# Blue Widow



## autoflowa (Aug 4, 2012)

View attachment 2281988

This Is What I'm Currently Smoking On. Low Odor In The Baggy, Nothing Special In That Department, But When Broken Up It Becomes More Intense And Pleasant. The High Is Great, So Chyea Thats What I Be Smokin On. LoL.


----------



## RCgrowerman (Aug 5, 2012)

I will be growing this strain shortly glad to hear it smokes well =)


----------



## tk86high (Aug 14, 2012)

RCgrowerman said:


> I will be growing this strain shortly glad to hear it smokes well =)


hell yeah, Mine just sprouted a few days ago , it was actually a free fem seed from dinafem.org when i ordered some grapefruit seeds. very nice surprise from them , and super fast delivery .


----------



## burrestnight07 (Aug 19, 2012)

i ordered some white widow seeds online, and they came with the feminized blue widow seed. Which iv been waiting to plant. How is it?.loll, Stoney?


----------



## Po boy (Aug 19, 2012)

[Extracted material]
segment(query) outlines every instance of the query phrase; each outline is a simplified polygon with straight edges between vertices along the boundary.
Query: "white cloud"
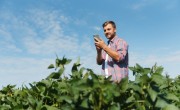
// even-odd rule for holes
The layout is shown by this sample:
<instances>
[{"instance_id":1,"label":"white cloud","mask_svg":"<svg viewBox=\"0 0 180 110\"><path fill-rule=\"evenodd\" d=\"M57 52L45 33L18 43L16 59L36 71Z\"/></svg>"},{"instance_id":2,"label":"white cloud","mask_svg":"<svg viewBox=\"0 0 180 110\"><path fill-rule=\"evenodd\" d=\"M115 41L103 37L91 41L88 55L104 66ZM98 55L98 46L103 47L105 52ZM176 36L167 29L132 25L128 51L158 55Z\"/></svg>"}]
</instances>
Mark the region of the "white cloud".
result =
<instances>
[{"instance_id":1,"label":"white cloud","mask_svg":"<svg viewBox=\"0 0 180 110\"><path fill-rule=\"evenodd\" d=\"M132 4L133 10L140 10L147 6L154 5L154 4L163 4L162 7L167 10L174 9L178 6L178 0L140 0L137 3Z\"/></svg>"}]
</instances>

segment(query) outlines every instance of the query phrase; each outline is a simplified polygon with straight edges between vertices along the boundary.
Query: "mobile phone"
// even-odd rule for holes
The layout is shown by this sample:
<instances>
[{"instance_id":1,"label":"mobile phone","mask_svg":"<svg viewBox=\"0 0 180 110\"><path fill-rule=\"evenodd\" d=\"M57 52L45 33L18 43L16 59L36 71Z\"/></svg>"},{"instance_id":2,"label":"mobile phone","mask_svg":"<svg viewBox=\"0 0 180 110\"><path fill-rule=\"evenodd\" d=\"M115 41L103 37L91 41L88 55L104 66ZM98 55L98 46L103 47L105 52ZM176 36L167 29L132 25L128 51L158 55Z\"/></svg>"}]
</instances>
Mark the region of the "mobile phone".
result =
<instances>
[{"instance_id":1,"label":"mobile phone","mask_svg":"<svg viewBox=\"0 0 180 110\"><path fill-rule=\"evenodd\" d=\"M96 39L101 40L101 38L99 37L99 35L93 35L93 37L94 37L94 40L95 40L95 41L97 41ZM95 39L95 38L96 38L96 39Z\"/></svg>"}]
</instances>

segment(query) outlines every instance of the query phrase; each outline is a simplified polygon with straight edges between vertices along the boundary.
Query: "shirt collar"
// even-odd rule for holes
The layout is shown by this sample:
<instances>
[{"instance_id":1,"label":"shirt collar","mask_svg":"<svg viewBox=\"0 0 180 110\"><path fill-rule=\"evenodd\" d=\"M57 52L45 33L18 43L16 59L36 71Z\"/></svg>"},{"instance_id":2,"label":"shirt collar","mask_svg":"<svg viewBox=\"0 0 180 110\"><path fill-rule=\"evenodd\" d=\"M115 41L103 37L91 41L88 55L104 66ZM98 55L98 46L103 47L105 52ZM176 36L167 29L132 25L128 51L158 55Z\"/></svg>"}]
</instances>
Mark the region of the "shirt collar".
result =
<instances>
[{"instance_id":1,"label":"shirt collar","mask_svg":"<svg viewBox=\"0 0 180 110\"><path fill-rule=\"evenodd\" d=\"M115 36L113 39L108 40L108 44L109 44L109 43L113 43L113 42L114 42L117 38L118 38L118 37L117 37L117 36Z\"/></svg>"}]
</instances>

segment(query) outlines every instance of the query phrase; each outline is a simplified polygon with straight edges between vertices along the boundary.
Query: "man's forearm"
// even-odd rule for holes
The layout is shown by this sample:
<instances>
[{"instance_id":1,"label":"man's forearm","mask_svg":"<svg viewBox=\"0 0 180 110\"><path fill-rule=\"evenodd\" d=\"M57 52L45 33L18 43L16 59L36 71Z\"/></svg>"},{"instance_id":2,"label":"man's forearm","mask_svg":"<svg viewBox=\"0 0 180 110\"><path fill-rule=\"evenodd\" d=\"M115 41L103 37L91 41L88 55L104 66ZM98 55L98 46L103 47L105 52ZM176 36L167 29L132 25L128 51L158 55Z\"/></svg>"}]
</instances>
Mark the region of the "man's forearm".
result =
<instances>
[{"instance_id":1,"label":"man's forearm","mask_svg":"<svg viewBox=\"0 0 180 110\"><path fill-rule=\"evenodd\" d=\"M113 51L108 46L104 46L103 50L115 61L120 61L119 54L116 51Z\"/></svg>"}]
</instances>

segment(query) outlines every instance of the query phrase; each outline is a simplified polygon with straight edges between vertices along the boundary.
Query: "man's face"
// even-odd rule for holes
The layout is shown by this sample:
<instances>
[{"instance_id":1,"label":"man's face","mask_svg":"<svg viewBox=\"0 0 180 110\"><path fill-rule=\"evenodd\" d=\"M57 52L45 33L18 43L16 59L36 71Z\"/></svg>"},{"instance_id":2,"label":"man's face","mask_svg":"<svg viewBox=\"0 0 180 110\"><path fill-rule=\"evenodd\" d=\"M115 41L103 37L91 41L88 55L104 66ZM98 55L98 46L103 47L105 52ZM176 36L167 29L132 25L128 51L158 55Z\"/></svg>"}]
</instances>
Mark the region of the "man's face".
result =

[Exercise task 1] Please reproduce the part of the Blue Widow thread above word for word, beginning at the words "## autoflowa (Aug" and stopping after "Smokin On. LoL.".
[Exercise task 2] In the Blue Widow thread, how did tk86high end up with a Blue Widow seed?
[Exercise task 3] Carry the Blue Widow forum thread forward from its final line.

[Final result 1]
## autoflowa (Aug 4, 2012)

View attachment 2281988

This Is What I'm Currently Smoking On. Low Odor In The Baggy, Nothing Special In That Department, But When Broken Up It Becomes More Intense And Pleasant. The High Is Great, So Chyea Thats What I Be Smokin On. LoL.

[Final result 2] It was a free feminized seed from dinafem.org that came when tk86high ordered some grapefruit seeds.

[Final result 3]
looks tasty to me! GL


----------



## fg2020 (Aug 20, 2012)

I got one as a free seed and ironically it was the only keeper clone of the first multi-mix batch grown. Smooth smoke, distinct blueberry odor that is difficult to hide, kind of a leafy bud, popular with experienced smokers (and everybody else), excellent cloning, doesn't blast upwards like a true sativa, resistant to bugs in full sunlight, great yield indoors and out, and you can function after smoking it. Biggest drawbacks are odor and it is feminized, and thereby terminal in regards to breeding. Finishes in 60-70 days from flowering start.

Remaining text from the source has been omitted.